— START PROVIDED ENTRIES —

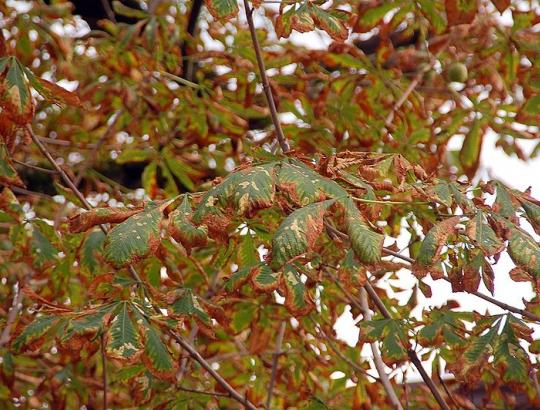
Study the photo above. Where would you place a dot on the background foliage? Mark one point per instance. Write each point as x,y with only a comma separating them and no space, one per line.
212,261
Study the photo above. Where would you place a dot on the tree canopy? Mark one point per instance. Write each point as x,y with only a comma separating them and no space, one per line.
192,197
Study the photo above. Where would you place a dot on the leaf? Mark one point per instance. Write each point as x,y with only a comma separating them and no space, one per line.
330,23
183,230
298,233
15,97
297,301
304,186
392,335
123,341
533,214
92,245
8,175
367,245
263,279
98,216
501,5
483,236
133,155
469,155
156,356
34,331
524,250
435,239
460,11
134,238
222,10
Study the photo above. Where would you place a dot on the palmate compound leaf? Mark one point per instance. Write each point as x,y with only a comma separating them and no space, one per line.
366,244
183,230
435,239
222,10
123,340
483,236
87,219
34,331
298,233
304,186
297,299
136,237
247,191
392,335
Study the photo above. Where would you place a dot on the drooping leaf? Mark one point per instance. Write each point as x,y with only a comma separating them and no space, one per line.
460,11
222,10
263,279
88,219
298,233
367,245
134,238
123,340
183,230
34,331
483,236
297,299
8,175
434,241
304,186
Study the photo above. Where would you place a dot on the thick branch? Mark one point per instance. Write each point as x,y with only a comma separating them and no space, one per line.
283,143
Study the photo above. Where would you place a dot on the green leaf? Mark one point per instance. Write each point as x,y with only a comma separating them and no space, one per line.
367,245
92,245
263,279
298,233
123,341
34,331
222,10
435,239
329,22
304,186
183,230
8,175
156,356
393,336
297,301
134,238
133,155
483,236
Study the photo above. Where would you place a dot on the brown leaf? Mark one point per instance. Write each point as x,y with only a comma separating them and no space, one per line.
460,11
88,219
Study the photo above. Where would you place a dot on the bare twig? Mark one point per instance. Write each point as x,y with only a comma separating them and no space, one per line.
275,359
283,143
413,357
104,371
12,315
377,359
185,345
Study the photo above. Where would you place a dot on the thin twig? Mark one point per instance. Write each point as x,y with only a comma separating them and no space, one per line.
413,357
12,315
185,345
275,359
377,359
40,169
283,143
104,371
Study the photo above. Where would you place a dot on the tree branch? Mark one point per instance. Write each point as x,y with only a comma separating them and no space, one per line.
275,359
411,353
185,345
379,365
283,143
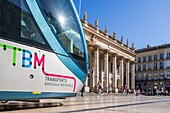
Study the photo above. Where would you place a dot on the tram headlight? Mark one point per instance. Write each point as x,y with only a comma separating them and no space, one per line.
61,19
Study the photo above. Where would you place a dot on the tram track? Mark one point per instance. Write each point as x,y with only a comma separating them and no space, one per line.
17,105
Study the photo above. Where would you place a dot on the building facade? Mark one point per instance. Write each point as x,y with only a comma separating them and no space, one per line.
111,62
153,69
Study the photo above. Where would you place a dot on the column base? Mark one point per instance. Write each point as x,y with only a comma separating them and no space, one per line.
86,88
116,90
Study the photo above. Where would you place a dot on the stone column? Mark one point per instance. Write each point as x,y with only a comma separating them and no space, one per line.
86,85
121,72
102,73
106,70
96,64
114,74
127,73
133,76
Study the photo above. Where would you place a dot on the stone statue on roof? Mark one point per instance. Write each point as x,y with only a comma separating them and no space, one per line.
106,29
121,38
96,23
133,45
85,16
127,42
114,35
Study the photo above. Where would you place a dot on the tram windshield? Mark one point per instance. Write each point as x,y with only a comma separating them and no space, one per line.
63,22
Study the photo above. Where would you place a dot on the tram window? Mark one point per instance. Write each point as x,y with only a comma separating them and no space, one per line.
62,20
64,24
17,24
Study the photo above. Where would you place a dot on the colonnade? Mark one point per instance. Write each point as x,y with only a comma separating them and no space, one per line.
110,69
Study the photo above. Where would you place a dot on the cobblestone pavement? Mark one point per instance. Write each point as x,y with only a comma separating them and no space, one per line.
105,104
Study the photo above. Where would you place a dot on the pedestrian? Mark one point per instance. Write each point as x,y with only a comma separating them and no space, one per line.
126,90
82,91
137,90
122,91
99,88
109,90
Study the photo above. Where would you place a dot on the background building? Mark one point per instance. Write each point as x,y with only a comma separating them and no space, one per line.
153,68
110,61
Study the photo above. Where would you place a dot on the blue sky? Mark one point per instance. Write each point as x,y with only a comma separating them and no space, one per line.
141,21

— END PROVIDED ENTRIES —

Reproduce all of the rows above verbatim, omitting the pictures from your reply.

» WRITTEN RESPONSE
Study the photo above. Where would you place a dot on the background foliage? Mark one point per instance. Write each point as x,y with only a comma separating them and no space, one per line.
212,261
Study the photo above. Where would you place a dot on the tree canopy? Mark one point per instance. Write each point as x,y with only a comma separating them and no space, one per line.
192,197
Study the photo above. Where would you place a dot on the leaf? Mark one point per instance. Write each point as x,y with only a comma separating them and no space, one per line.
330,23
183,230
298,233
15,97
297,301
304,186
392,335
123,341
533,214
92,245
8,175
367,245
263,279
98,216
501,5
483,236
133,155
469,155
156,356
34,331
524,250
435,239
460,11
134,238
222,10
Study the photo above. Where would you place a dot on the palmate compound leaf? Mark one point per instance. Write each point as x,y with only a comma separating them and no space, one per line.
366,244
183,230
435,239
222,10
123,340
483,236
87,219
34,331
298,233
304,186
297,299
136,237
247,191
392,335
Study the photo above. Where would you place a dot on the drooping leaf? Mark one point per instance. Write each point as x,y with only a comma separating them and no space, one per line.
460,11
222,10
263,279
88,219
298,233
367,245
134,238
123,340
183,230
34,331
483,236
297,299
8,175
434,241
304,186
Study the photo above. Where would you place a dot on the thick branch? Mark one point per instance. Write each point as x,y with only a comma separating them and no space, one per line.
283,143
Study the photo above. Where would you place a dot on the green leaf? Mark one point per instance. Write each point as x,y with only a comma separating them and no space, one per line.
367,245
92,245
263,279
298,233
123,341
34,331
222,10
435,239
329,22
304,186
183,230
8,175
156,356
393,336
297,301
134,238
133,155
483,236
Study the photo above. Where would you place a dot on the brown leaf? Mark one point per instance. Write each point as x,y with only a comma separating them and no space, one per line.
460,11
88,219
Study the photo above. Where would you place a dot on the bare twig? Mark one point per instance. Write each point as x,y with only a comma separating them and no space, one per line.
275,359
283,143
413,357
104,371
12,315
377,359
185,345
Study the photo above. Where would you place a dot on the thin twig? Mark one point per instance. Write each point as x,y with only a comma separating them and no space, one per line.
413,357
12,315
185,345
275,359
377,359
40,169
283,143
104,371
Study the photo above. Where would you place a dot on the tree branch? Mark one point per instance. Write each point as x,y with only a comma separating them and no space, one per line.
275,359
411,353
185,345
379,365
283,143
Study the photo above. Where would you place a dot on the tram headlight? Mark one point per instance. Write each point as x,y with only a comma separating them and no space, one per line.
61,19
Study the photo above. Where would you place a dot on the tram track? Mark one point per instance. Write each point as x,y with only a comma separating them and no space, one per line.
17,105
Study the photo above. Where would you place a dot on the building facade? Mark one point per instance. Write each point as x,y with only a comma separating them and no space, one per line.
111,62
153,69
Study the photo above. Where would you place a dot on the column base? Mark one point per instance. Write each point as x,y with only a comma separating them and no space, one per line.
86,88
116,90
Study the photo above. Where would you place a dot on the stone column? Mark one point per instance. Write each point as x,y with only a comma separating them and no space, one per line.
86,85
121,72
102,73
106,70
96,64
114,74
127,73
133,76
Study the photo above. Where would you place a dot on the stone statue on roof? Mark one point per instance. Write each point as x,y with only a comma separating them and no space, one per line.
106,29
121,38
96,23
133,45
85,16
127,42
114,35
Study the photo above. Where would you place a dot on the tram windshield? Mark one point per instance. Write each point as x,y with only a comma separating them and no space, one per line.
63,22
Study the photo above. Where would you place a dot on the tram window? Mark one point per instance. Write each point as x,y with only a comma separating them and no space, one per line.
62,20
64,24
17,24
Study the photo above. Where would you place a dot on the colonnade? Mark one point per instance. Write each point as x,y with only a comma separating them and no space, one per line.
110,69
Study the photo above. Where would you place a dot on the cobblestone pavement? Mark one point per instance. Write each point as x,y with only a comma separating them and no space, one per line.
105,104
Study the photo above. Where would you place a dot on the pedestrian? Mark one point per instance. Write each point as x,y with only a comma separating them and no space, one per line.
126,90
82,91
137,90
122,91
99,88
109,90
Study the photo above. Where would you place a dot on the background building? Mark one point per instance. Write each point as x,y with only a comma separating them and no space, one per line.
153,68
110,61
Study the photo above. Where would you place a dot on the blue sky? Mark one point per instance. Write each point as x,y with only a comma separating them and no space, one per line.
141,21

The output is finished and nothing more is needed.